/dvc_tutorial

Primary LanguagePythonMIT LicenseMIT

Workflow of Data Version Control (DVC)

workflow

STEPS:

STEP 01: Create a empty remote repository

STEP 02: intialize a git local repository and connect to remote repository

  • Open and project folder in VS code then follow below command -
echo "# dvc_tutoral" >> README.md

git init

git add README.md

git commit -m "first commit"

git branch -M main

git remote add origin https://github.com/USER_NAME/REPO_NAME.git

git push -u origin main
touch .gitignore

Content of the gitignore can be found from reference repository

STEP 03: create and activate conda environment

conda create -n dvc-ml python=3.9 -y

conda activate dvc-ml

STEP 04: create a setup file

  • To use src folder as package, we have to create a setup.py as below:
touch setup.py
  • Paste the below content in the setup.py file and make the necessary changes as per your user ID-
from setuptools import setup

with open("README.md", "r", encoding="utf-8") as f:
    long_description = f.read()

setup(
    name="src",
    version="0.0.1",
    author="USER_NAME",
    description="A small package for dvc ml pipeline demo",
    long_description=long_description,
    long_description_content_type="text/markdown",
    url="https://github.com/rohit-chandra/dvc_tutorial",
    author_email="rohitv.chandra@gmail.com",
    packages=["src"],
    python_requires=">=3.9",
    install_requires=[
        'dvc',
        'pandas',
        'scikit-learn'
    ]
)

▬▬▬▬▬▬▬▬▬▬

▶ **REQUIREMENT 1**: Print the part of the DVC tutorial from "STEP 04: create" to "long_description = f.read()".

▬▬▬▬▬▬▬▬▬▬

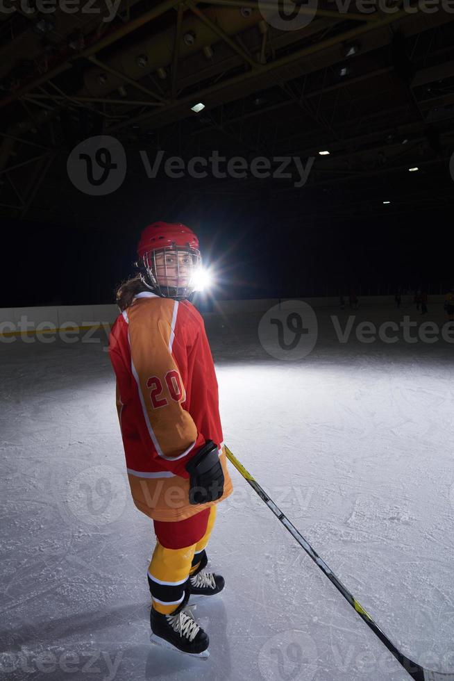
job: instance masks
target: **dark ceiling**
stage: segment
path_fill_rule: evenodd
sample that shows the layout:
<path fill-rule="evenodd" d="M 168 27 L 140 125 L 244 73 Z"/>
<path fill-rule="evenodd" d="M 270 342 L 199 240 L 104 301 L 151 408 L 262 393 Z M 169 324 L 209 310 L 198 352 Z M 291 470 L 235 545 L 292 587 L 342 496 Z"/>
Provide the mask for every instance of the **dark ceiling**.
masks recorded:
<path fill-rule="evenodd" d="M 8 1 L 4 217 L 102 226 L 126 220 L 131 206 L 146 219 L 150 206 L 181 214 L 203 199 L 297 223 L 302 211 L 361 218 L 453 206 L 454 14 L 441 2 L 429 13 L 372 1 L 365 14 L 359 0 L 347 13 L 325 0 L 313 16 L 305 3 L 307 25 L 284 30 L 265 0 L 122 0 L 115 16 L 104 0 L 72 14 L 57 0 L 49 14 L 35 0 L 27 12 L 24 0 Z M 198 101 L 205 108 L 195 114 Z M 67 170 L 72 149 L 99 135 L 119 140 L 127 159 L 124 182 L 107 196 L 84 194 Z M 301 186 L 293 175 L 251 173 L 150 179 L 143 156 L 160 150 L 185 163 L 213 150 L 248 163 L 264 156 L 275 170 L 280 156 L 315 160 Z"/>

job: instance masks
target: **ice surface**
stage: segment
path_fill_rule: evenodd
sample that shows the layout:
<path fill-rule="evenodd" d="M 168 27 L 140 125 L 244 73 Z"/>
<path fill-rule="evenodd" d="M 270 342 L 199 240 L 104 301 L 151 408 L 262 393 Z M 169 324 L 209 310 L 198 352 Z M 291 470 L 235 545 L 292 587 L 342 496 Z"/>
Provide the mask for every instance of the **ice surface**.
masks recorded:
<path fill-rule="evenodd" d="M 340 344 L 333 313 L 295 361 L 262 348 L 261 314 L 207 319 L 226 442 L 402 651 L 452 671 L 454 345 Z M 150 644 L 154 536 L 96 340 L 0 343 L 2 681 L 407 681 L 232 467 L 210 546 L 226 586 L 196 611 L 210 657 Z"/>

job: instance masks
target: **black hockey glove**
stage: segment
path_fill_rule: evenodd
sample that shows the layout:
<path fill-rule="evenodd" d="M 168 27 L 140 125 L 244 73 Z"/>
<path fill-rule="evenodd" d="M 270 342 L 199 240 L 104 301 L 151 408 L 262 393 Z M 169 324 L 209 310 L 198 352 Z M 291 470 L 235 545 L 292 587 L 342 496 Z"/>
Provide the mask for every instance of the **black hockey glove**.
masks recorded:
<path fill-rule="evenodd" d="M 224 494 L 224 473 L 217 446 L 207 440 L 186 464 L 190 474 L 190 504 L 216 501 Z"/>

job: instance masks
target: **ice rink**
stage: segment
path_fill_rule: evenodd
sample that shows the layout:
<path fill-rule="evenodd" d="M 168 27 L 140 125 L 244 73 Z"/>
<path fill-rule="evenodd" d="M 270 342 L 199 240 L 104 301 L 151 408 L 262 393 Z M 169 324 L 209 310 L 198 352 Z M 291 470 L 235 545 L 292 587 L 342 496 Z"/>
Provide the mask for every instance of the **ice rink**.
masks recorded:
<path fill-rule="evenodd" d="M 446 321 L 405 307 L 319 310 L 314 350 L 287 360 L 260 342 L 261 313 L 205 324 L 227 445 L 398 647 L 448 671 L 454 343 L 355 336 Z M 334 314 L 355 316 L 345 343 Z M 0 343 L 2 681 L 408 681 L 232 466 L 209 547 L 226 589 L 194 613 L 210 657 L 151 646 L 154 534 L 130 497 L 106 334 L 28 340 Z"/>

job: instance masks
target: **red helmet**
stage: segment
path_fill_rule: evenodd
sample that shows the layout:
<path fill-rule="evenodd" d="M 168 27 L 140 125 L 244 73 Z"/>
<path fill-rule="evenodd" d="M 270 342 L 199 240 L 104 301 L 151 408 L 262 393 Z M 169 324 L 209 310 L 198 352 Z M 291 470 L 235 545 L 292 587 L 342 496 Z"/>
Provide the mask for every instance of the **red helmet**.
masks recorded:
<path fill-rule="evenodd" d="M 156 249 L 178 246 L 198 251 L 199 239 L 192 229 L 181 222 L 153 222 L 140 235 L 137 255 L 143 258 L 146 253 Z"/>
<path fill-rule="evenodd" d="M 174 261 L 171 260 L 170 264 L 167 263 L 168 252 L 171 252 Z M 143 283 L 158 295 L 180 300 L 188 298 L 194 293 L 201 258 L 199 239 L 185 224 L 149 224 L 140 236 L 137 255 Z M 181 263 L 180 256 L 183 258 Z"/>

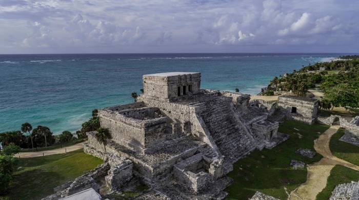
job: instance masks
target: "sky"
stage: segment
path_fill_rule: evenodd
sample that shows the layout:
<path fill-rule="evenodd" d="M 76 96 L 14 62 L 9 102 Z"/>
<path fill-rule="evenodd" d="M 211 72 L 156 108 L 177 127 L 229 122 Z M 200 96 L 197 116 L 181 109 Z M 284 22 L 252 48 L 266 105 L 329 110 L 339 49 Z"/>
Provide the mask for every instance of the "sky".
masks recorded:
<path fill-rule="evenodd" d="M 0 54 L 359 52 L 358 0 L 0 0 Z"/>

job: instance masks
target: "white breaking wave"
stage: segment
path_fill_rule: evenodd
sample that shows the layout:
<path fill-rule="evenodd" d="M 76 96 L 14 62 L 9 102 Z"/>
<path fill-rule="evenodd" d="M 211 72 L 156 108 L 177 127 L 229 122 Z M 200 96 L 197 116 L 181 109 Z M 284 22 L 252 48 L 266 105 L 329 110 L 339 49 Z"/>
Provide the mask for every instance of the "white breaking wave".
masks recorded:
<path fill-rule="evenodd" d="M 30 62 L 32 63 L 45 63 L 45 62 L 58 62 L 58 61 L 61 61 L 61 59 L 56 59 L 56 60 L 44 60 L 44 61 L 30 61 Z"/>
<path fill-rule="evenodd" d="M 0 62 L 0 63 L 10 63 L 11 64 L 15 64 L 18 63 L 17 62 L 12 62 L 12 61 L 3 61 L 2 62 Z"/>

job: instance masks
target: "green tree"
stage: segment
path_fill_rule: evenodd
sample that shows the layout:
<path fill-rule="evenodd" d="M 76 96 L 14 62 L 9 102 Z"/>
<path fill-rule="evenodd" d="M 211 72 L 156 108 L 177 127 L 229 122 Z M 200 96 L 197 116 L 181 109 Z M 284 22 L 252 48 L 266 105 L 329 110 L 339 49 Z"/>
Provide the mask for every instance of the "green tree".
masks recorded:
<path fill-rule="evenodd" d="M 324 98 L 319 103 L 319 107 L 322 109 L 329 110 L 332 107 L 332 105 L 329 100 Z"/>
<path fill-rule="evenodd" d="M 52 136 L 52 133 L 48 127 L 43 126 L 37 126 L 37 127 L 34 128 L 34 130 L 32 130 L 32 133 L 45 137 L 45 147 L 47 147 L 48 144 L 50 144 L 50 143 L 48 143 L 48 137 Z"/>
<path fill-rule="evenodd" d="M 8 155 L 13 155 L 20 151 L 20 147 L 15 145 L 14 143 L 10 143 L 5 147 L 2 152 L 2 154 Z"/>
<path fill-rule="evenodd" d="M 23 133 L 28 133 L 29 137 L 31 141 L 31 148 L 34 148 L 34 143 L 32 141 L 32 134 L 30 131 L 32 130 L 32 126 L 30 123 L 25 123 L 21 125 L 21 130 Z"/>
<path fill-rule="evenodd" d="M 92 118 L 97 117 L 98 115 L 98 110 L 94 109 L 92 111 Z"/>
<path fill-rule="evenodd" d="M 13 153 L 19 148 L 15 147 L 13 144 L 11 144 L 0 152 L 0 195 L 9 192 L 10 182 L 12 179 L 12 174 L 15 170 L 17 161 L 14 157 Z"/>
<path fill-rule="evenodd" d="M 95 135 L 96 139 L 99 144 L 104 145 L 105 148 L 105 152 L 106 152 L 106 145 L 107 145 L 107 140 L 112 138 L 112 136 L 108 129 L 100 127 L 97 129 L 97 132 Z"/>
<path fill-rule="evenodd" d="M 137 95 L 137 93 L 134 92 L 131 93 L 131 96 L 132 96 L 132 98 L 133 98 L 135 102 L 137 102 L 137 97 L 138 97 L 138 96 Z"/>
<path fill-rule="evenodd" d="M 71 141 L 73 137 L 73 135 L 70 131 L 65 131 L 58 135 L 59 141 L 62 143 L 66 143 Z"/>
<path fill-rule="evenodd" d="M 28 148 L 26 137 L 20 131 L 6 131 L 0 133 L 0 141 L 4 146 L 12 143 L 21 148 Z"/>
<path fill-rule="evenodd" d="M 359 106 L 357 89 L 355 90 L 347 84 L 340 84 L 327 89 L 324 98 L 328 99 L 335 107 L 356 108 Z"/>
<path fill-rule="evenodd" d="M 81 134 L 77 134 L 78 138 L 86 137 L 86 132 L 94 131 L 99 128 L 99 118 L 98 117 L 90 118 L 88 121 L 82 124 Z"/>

▬▬▬▬▬▬▬▬▬▬

▶ **REQUIREMENT 2**: In the listing, swap "dark ceiling" for "dim ceiling" from its first line through the line with "4 217 L 102", and leave everything else unchanged. Give only those lines and omit any pictures.

▶ **OUTPUT 1**:
STEP 04: create a setup file

  • To use src folder as package, we have to create a setup.py as below:
touch setup.py
  • Paste the below content in the setup.py file and make the necessary changes as per your user ID-
from setuptools import setup

with open("README.md", "r", encoding="utf-8") as f:
    long_description = f.read()

▶ **OUTPUT 2**:
job: instance masks
target: **dim ceiling**
stage: segment
path_fill_rule: evenodd
sample that shows the layout:
<path fill-rule="evenodd" d="M 168 27 L 140 125 L 244 73 Z"/>
<path fill-rule="evenodd" d="M 270 342 L 199 240 L 104 301 L 151 408 L 262 393 Z M 169 324 L 209 310 L 198 352 Z M 291 470 L 235 545 L 292 587 L 342 496 Z"/>
Provide the mask for every instance of the **dim ceiling**.
masks recorded:
<path fill-rule="evenodd" d="M 8 1 L 4 217 L 102 226 L 126 220 L 131 206 L 146 219 L 150 206 L 181 214 L 203 199 L 297 223 L 302 211 L 361 218 L 453 206 L 454 14 L 441 2 L 429 13 L 372 1 L 365 14 L 359 0 L 347 13 L 325 0 L 313 16 L 305 3 L 307 25 L 284 30 L 265 0 L 122 0 L 115 16 L 104 0 L 72 14 L 57 0 L 49 14 L 35 0 L 27 12 L 24 0 Z M 198 101 L 205 108 L 195 114 Z M 67 170 L 72 149 L 99 135 L 119 140 L 127 159 L 124 182 L 107 196 L 84 194 Z M 301 186 L 293 175 L 251 173 L 150 179 L 143 156 L 160 150 L 185 163 L 213 150 L 248 163 L 264 156 L 275 170 L 280 156 L 315 160 Z"/>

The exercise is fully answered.